• [EXCERPTED PASSAGE]
--- START ---
Are We At Our Best?

Don’t you love the days when you wake up and feel so good it can’t help rubbing off on everything and everyone around you? For those of you who dived into my book, I Am, Therefore I Think, you might recognize the thought that everything connects to everything.

Today, the idea of influencing things and people needs consideration. With all the happenings worldwide, we must keep our thoughts and deeds focused on calming things down.

The planet is shaping to be a hive of angry humans ready to sting in every direction. There is so much saber rattling and double-dog-daring that peace itself is ready to explode, and I’m not talking about shards of peace flying directionless. I’m saying that unless we can lift ourselves free from wallowing in the pigsty of our woe-is-me and look how I suffer, we will become a self-prophecy.

The picture I see is all too familiar to those of us who grew and matured during the Cold War, where, fortunately, both sides realized there was no winning move. We can all grow up. It is simple, really, but it takes a willingness. Just wake up, self-adjust, and realize that we can all be at our best. My wonderful friend, Paul Hoyt, says it best with his Mind Sequencing. “What do you become when you are at your best?”

Contemplate that for a moment. Let’s all try to be at our best. When you do, what will you discover?

I am at my best when I think things through and write about them. That is exactly what I did for my new book, The Dao. You may not see the connection, but the book shows so much of the world today that it took the entire novel to drive my points home.

It releases to the public this Wednesday, the 13th of December, 2023. When you read it, you will become engrossed in the story. I firmly believe the story will grab you. Do you want a sneak peek? Here:

The Dao

Chapter One

Colonel Noh San-jun tapped his swagger stick on his left hand as he strode down the trail of the Residence. He’d just gotten off the phone with his longtime friend Kim Jong-un, the Chairman of the Workers’ Party and Supreme Leader, and headed to the tunnel works to visit the prisoner.

As he marched, his eyes took an inventory of weapons caches. Good. He grunted approval to himself. Kim and he had insisted upon all of them; they’d done it quickly. He reminded himself to try out the digital locks on them. The combinations were all set to Kim’s birthday – easy to remember that way.

He approached a line of soldiers, and they snapped to, presenting arms. He raised his stick to return the salute and gave a curt nod. Chosen for their girth, his two aides marched behind him in matched step. They looked like trim Sumo wrestlers and much stronger than him, the pair were impressive. Noh chose them for their prowess, appreciated their obedience, but loved their sadism.

The building before him disappeared into the nearby hill. One aide broke formation, double-timed to the heavy door, and pulled on it. The door creaked. Colonel Noh acknowledged nothing and no one as he strutted through. A minute later, the big door boomed shut behind him.

The three marched down dingy hallways so bare they appeared just as they were – concrete tunnels. Clear bulbs hung from lone wires and illuminated the way just enough to display what a crude dung heap the prison was.

The access doors to the central tunnel system connected most buildings on the Residence: an underground defense passage. Noh had just passed one such entry, its appearance similar to a deep cell, the door of iron crosshatched bars.

Their footsteps clacked on the concrete and reverberated through the tunnel. Noh’s nose wrinkled from the smell of rot from a cell as he walked by, and the itch of mildew in the air gave him the urge to rub his nose. He stopped mid-reach and continued onwards. There were more important things to think of than relieving an itch.
--- END ---
• [LIST OF TASKS]
**1.** From the post about being at our best, copy out the passage between "He approached a" and "the prison was.", inclusive.
**2.** In the post about being at our best, on what date does the book The Dao release to the public?

• [GIVEN RECORDS]
--- START ---
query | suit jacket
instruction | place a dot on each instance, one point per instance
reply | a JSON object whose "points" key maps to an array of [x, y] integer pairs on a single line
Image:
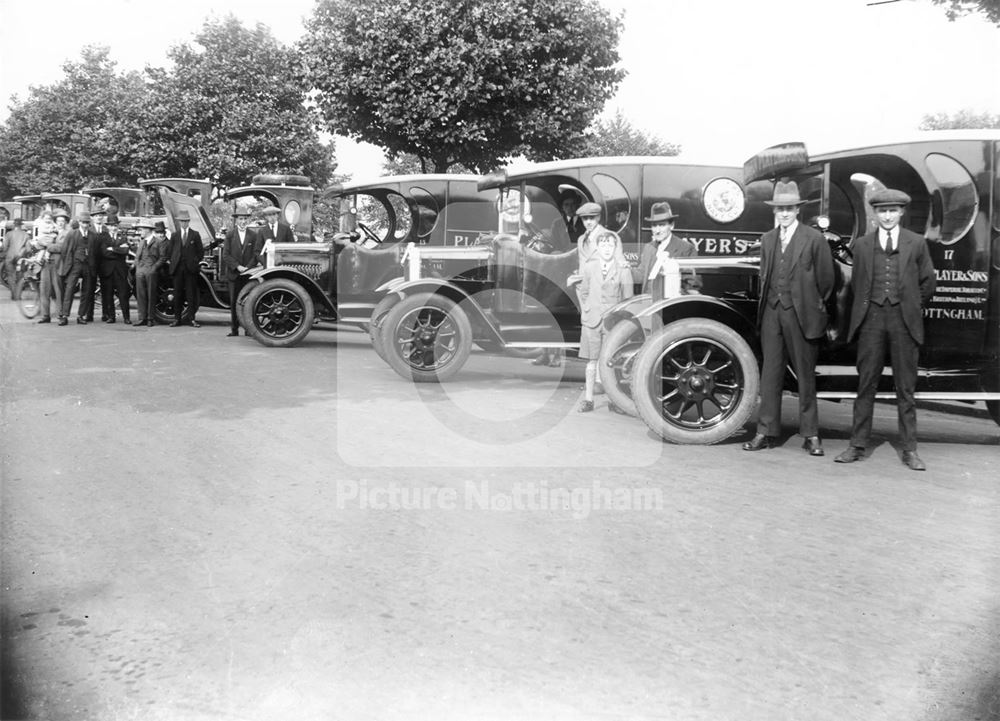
{"points": [[916, 280], [185, 258], [812, 276], [150, 256], [71, 242], [284, 234], [598, 294], [235, 255]]}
--- END ---
• [SOLUTION SET]
**1.**
He approached a line of soldiers, and they snapped to, presenting arms. He raised his stick to return the salute and gave a curt nod. Chosen for their girth, his two aides marched behind him in matched step. They looked like trim Sumo wrestlers and much stronger than him, the pair were impressive. Noh chose them for their prowess, appreciated their obedience, but loved their sadism.

The building before him disappeared into the nearby hill. One aide broke formation, double-timed to the heavy door, and pulled on it. The door creaked. Colonel Noh acknowledged nothing and no one as he strutted through. A minute later, the big door boomed shut behind him.

The three marched down dingy hallways so bare they appeared just as they were – concrete tunnels. Clear bulbs hung from lone wires and illuminated the way just enough to display what a crude dung heap the prison was.

**2.** Wednesday, the 13th of December, 2023.